TASK MATERIAL below:

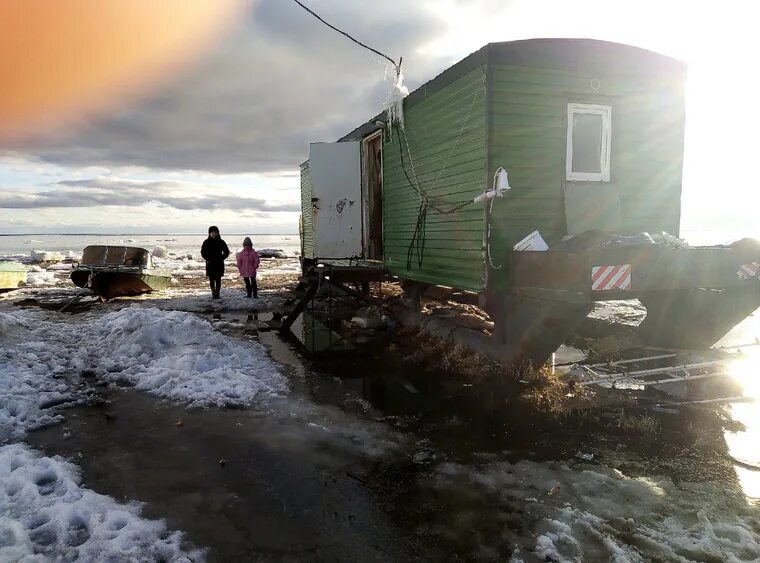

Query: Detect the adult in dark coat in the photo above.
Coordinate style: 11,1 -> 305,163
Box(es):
200,225 -> 230,298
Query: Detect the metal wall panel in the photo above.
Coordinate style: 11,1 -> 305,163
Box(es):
309,141 -> 363,259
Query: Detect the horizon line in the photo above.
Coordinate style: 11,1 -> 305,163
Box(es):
0,232 -> 299,236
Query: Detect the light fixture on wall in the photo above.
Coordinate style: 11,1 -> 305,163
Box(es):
474,167 -> 511,204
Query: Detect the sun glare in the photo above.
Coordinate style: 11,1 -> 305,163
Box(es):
420,0 -> 760,243
725,346 -> 760,499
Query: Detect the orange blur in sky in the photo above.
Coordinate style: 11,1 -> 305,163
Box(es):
0,0 -> 245,144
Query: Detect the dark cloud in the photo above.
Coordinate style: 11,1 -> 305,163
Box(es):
28,1 -> 449,174
0,178 -> 299,212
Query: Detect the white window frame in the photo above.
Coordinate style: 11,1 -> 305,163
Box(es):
566,103 -> 612,182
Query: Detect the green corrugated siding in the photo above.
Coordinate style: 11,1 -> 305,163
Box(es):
383,67 -> 487,291
300,160 -> 314,259
487,65 -> 685,290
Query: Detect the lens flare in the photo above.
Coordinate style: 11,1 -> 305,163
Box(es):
726,347 -> 760,499
0,0 -> 246,144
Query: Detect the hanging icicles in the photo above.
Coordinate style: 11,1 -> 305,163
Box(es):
384,60 -> 409,129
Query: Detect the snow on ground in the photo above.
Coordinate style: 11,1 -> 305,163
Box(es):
24,266 -> 57,286
258,259 -> 301,277
147,287 -> 285,313
45,262 -> 75,272
75,307 -> 288,407
0,301 -> 397,457
426,459 -> 760,562
0,309 -> 88,442
0,444 -> 203,562
0,305 -> 287,442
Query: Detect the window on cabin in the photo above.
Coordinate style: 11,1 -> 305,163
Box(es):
566,103 -> 611,182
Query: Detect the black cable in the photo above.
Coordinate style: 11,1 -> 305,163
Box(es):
395,123 -> 477,270
395,124 -> 474,214
290,0 -> 400,73
406,199 -> 427,271
396,124 -> 427,270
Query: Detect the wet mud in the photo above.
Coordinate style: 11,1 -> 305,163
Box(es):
24,310 -> 752,561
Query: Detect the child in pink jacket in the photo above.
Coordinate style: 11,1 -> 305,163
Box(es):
236,237 -> 260,298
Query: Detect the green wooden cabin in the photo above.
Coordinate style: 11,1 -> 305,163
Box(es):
300,38 -> 686,300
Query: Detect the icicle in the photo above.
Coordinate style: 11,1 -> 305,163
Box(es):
383,63 -> 409,129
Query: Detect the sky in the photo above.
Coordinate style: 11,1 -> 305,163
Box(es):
1,0 -> 758,239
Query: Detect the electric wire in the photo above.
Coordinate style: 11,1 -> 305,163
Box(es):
289,2 -> 492,271
290,0 -> 401,74
394,70 -> 488,269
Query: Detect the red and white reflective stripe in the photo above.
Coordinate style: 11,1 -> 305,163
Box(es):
591,264 -> 632,291
737,262 -> 760,280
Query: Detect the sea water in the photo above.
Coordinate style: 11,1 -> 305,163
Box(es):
0,233 -> 301,260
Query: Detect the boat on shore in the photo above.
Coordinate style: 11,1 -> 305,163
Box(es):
0,262 -> 26,293
71,246 -> 172,300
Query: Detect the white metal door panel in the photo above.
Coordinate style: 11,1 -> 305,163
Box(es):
309,141 -> 363,259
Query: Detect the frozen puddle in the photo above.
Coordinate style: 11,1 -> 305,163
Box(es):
427,460 -> 760,562
0,444 -> 202,561
1,306 -> 287,441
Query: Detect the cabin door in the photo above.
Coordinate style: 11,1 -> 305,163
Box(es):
363,131 -> 383,260
309,141 -> 363,259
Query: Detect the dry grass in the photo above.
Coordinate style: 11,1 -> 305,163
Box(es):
613,410 -> 661,434
395,329 -> 504,381
394,328 -> 581,416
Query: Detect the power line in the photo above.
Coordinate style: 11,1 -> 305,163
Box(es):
290,0 -> 401,74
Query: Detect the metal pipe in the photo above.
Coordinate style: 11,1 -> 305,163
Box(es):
587,353 -> 678,369
622,360 -> 724,378
579,359 -> 727,386
637,371 -> 732,386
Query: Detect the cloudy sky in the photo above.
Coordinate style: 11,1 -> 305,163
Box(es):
1,0 -> 758,238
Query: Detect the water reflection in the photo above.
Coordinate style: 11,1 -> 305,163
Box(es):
723,316 -> 760,499
289,312 -> 353,353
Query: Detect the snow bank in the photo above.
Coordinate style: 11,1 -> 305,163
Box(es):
0,310 -> 86,442
76,307 -> 287,407
152,245 -> 168,258
0,306 -> 287,440
0,444 -> 203,561
427,460 -> 760,562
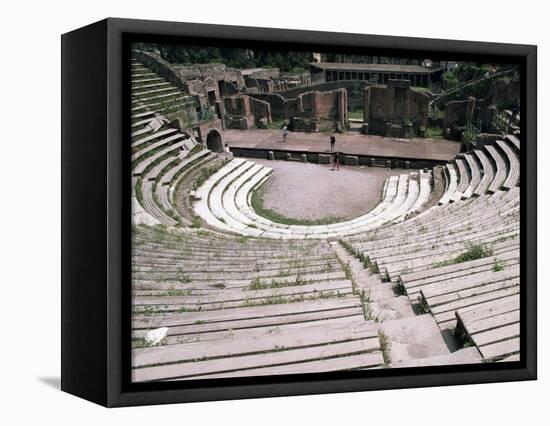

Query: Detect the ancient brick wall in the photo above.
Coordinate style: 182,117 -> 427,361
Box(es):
224,96 -> 251,116
444,98 -> 472,129
281,80 -> 366,111
249,89 -> 347,132
249,97 -> 272,125
223,95 -> 272,129
364,80 -> 429,137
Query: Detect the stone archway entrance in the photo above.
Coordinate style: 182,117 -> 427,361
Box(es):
206,129 -> 223,153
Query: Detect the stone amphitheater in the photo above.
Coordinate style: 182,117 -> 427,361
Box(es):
130,56 -> 520,382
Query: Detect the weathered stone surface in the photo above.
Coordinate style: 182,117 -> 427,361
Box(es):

End of TASK MATERIAL.

| YOUR OBJECTIVE |
Repeat verbatim the lines between the start of the data and the line containing "Query: Detect the snow on", both ends included, omitting all pictures.

| WRITTEN REPLY |
Query: Detect the adult in dark coat in the photo above.
Coordinate style: 11,1 -> 305,163
Box(es):
200,225 -> 230,298
Query: Detect the metal wall panel in the photo above.
Coordinate style: 11,1 -> 305,163
Box(es):
309,141 -> 363,259
Query: Detect the horizon line in the photo above.
Coordinate style: 11,1 -> 305,163
Box(es):
0,232 -> 299,236
Query: Detect the light fixture on wall in the photo above.
Coordinate style: 11,1 -> 305,163
Box(es):
474,167 -> 511,204
Query: Detect the sun glare in the photo above.
Coordinate style: 11,1 -> 305,163
Box(es):
420,0 -> 760,243
725,346 -> 760,499
Query: Detect the orange blur in sky in the photo above.
Coordinate style: 11,1 -> 305,163
Box(es):
0,0 -> 245,144
Query: Detect the dark cloud in the photo above.
Coordinate style: 11,1 -> 305,163
Box(es):
28,1 -> 449,174
0,178 -> 299,212
Query: Detect the white window frame in the photo above.
Coordinate style: 11,1 -> 305,163
Box(es):
566,103 -> 612,182
Query: Detect the green corrugated siding in the photo above.
Coordinate style: 11,1 -> 305,163
Box(es):
383,67 -> 487,291
300,160 -> 314,259
487,65 -> 685,290
Query: Detect the lens flare in the photo above.
Coordinate style: 11,1 -> 305,163
Box(es):
726,347 -> 760,499
0,0 -> 246,144
Query: Detect the hanging icicles in the photo above.
Coordinate style: 11,1 -> 305,163
Box(es):
384,60 -> 409,129
Query: Detect the snow on ground in the photo above.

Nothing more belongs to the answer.